Worum es geht:
Übertrage den Abschnitt von der Zeile mit „Phrase: thick smoke“ bis zum Ende der Zeilen in eine Markdown-Tabelle mit den Spalten „Nummer“ und „Eintrag“, also fortlaufende Nummer und Zeile. Leerzeilen lässt du weg.

========

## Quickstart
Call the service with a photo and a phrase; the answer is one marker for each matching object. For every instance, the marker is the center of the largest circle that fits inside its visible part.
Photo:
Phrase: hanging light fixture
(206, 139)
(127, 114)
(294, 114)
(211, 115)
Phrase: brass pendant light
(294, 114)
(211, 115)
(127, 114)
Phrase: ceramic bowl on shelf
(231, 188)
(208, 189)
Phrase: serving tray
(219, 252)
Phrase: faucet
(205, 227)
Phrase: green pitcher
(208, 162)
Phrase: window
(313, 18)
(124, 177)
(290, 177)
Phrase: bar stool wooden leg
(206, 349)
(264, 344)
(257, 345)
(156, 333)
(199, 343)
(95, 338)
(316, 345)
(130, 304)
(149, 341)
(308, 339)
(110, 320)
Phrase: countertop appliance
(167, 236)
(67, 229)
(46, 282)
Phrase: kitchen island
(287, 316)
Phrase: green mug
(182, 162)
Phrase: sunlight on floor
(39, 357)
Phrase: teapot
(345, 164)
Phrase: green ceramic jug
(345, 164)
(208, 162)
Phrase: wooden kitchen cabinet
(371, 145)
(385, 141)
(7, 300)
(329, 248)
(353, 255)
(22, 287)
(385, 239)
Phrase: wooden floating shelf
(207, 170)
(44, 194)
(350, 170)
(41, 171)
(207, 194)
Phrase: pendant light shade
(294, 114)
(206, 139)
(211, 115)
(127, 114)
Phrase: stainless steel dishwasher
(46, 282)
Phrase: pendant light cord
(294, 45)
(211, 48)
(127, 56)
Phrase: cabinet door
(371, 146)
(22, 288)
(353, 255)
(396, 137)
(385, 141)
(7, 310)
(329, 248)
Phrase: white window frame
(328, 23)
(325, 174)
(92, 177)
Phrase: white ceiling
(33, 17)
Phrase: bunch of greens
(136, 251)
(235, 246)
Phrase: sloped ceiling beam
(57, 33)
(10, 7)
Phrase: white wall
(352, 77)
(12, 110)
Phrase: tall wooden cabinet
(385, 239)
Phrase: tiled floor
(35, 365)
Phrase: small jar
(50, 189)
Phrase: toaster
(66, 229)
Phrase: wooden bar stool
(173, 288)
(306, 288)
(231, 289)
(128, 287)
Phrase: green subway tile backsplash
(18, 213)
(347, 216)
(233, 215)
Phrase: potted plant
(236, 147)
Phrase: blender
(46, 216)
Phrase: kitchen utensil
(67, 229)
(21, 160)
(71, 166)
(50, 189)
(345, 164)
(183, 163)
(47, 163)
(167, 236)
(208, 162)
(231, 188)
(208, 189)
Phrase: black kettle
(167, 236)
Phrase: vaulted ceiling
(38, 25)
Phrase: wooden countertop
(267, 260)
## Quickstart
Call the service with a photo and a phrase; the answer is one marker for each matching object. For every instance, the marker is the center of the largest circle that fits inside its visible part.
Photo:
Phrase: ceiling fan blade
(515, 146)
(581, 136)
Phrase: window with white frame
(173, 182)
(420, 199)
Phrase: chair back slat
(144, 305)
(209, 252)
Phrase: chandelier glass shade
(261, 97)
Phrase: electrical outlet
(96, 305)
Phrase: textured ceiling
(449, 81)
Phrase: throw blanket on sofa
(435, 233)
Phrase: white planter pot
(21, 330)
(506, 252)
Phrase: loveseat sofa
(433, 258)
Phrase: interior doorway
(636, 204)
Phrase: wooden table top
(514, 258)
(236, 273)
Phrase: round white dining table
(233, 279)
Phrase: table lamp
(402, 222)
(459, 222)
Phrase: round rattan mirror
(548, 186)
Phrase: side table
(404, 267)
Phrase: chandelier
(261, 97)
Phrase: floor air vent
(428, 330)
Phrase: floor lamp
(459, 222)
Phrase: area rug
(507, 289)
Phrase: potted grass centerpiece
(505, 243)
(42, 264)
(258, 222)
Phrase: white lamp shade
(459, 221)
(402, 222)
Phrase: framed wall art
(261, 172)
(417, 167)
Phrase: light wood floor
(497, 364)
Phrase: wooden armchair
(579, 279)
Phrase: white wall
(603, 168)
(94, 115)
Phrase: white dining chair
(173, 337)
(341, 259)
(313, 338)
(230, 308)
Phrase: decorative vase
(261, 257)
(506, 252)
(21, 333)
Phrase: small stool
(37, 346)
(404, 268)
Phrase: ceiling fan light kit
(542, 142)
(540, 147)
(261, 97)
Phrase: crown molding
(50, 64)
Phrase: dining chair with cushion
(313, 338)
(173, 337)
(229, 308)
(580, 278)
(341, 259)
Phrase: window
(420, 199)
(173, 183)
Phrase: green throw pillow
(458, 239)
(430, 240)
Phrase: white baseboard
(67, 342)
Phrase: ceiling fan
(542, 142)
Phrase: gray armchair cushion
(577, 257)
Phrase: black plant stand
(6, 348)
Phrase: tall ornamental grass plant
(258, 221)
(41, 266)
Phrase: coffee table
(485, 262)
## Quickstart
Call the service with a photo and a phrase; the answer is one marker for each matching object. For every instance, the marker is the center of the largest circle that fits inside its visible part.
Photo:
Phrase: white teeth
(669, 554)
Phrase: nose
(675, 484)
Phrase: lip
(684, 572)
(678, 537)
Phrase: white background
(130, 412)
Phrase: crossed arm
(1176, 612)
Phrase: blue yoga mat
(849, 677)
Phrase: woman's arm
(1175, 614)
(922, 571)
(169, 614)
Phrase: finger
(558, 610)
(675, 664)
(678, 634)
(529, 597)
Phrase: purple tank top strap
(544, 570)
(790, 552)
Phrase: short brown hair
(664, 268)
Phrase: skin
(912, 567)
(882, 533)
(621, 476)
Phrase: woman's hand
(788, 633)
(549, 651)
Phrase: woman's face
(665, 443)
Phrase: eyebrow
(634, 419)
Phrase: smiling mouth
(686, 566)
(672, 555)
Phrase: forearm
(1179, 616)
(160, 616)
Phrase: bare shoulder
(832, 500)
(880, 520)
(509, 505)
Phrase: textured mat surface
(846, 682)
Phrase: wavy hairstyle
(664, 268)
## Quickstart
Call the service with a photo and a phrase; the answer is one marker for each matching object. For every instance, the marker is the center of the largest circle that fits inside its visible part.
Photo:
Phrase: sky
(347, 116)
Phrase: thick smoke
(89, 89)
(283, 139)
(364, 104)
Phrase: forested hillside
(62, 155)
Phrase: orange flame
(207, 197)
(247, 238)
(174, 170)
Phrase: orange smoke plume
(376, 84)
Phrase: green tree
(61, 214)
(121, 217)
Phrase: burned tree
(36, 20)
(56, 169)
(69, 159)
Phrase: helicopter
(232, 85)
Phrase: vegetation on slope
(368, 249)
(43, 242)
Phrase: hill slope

========

Lösung der Aufgabe:
| Nummer | Eintrag |
|---|---|
| 1 | Phrase: thick smoke |
| 2 | (89, 89) |
| 3 | (283, 139) |
| 4 | (364, 104) |
| 5 | Phrase: forested hillside |
| 6 | (62, 155) |
| 7 | Phrase: orange flame |
| 8 | (207, 197) |
| 9 | (247, 238) |
| 10 | (174, 170) |
| 11 | Phrase: orange smoke plume |
| 12 | (376, 84) |
| 13 | Phrase: green tree |
| 14 | (61, 214) |
| 15 | (121, 217) |
| 16 | Phrase: burned tree |
| 17 | (36, 20) |
| 18 | (56, 169) |
| 19 | (69, 159) |
| 20 | Phrase: helicopter |
| 21 | (232, 85) |
| 22 | Phrase: vegetation on slope |
| 23 | (368, 249) |
| 24 | (43, 242) |
| 25 | Phrase: hill slope |